Rewrite everything in the material from the line containing "Expected: one point per instance of the dark background, with" down to the very end as a Markdown table with the columns Row and Line, giving each line a row number and leaving out blank lines.
• • • • •
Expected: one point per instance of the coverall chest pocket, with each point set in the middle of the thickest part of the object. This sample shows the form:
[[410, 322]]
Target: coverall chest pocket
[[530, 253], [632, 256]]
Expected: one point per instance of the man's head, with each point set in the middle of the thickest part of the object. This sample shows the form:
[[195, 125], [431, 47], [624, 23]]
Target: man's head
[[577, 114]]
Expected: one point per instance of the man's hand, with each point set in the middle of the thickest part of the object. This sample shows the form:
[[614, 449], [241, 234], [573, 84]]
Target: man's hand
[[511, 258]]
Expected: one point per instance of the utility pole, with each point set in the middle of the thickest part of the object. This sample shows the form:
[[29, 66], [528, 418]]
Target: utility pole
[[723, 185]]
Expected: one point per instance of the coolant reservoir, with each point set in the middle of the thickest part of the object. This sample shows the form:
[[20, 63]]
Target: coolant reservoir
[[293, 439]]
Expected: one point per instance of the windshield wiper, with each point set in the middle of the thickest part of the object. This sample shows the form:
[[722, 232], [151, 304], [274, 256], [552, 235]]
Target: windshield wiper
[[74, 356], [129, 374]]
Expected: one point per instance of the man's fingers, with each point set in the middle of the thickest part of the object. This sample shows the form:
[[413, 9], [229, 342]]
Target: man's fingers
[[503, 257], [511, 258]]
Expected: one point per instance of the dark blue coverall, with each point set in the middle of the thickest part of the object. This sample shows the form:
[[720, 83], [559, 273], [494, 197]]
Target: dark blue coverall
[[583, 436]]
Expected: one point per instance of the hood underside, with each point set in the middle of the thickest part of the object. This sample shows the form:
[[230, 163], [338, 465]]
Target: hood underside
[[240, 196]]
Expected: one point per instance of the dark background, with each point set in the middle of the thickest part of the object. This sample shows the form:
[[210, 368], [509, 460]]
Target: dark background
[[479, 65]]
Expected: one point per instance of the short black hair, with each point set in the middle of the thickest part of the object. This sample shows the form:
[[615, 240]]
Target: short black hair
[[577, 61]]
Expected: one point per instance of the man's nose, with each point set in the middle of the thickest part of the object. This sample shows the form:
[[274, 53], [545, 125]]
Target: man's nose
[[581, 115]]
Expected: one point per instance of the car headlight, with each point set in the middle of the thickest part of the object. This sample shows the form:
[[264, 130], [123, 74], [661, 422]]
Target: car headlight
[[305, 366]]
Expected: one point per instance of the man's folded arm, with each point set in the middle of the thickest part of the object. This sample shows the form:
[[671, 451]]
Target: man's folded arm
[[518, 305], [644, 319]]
• • • • •
TASK RESULT -
| Row | Line |
|---|---|
| 1 | Expected: one point per instance of the dark background, with each point set in the middle of the thickest part of the object. This sample shows the form: |
| 2 | [[210, 368], [509, 460]] |
| 3 | Target: dark background |
| 4 | [[479, 65]] |
| 5 | Expected: one point per instance of the short black hair, with each point set in the middle of the thickest part of the object. This sample shows the form: |
| 6 | [[615, 240]] |
| 7 | Target: short black hair |
| 8 | [[577, 61]] |
| 9 | Expected: one point per instance of the man's nose, with each point set in the middle of the thickest part of the object. This sample shows the form: |
| 10 | [[274, 53], [545, 125]] |
| 11 | Target: man's nose |
| 12 | [[581, 115]] |
| 13 | Expected: one point per instance of the car headlight, with each point set in the middle of the thickest part of the object. This sample shows the form: |
| 14 | [[264, 130], [123, 74], [661, 422]] |
| 15 | Target: car headlight |
| 16 | [[305, 366]] |
| 17 | Expected: one point per instance of the man's folded arm, with each point set in the middle of the thickest part of the object. This sample shows the form: |
| 18 | [[671, 451]] |
| 19 | Target: man's folded arm |
| 20 | [[518, 305], [644, 319]] |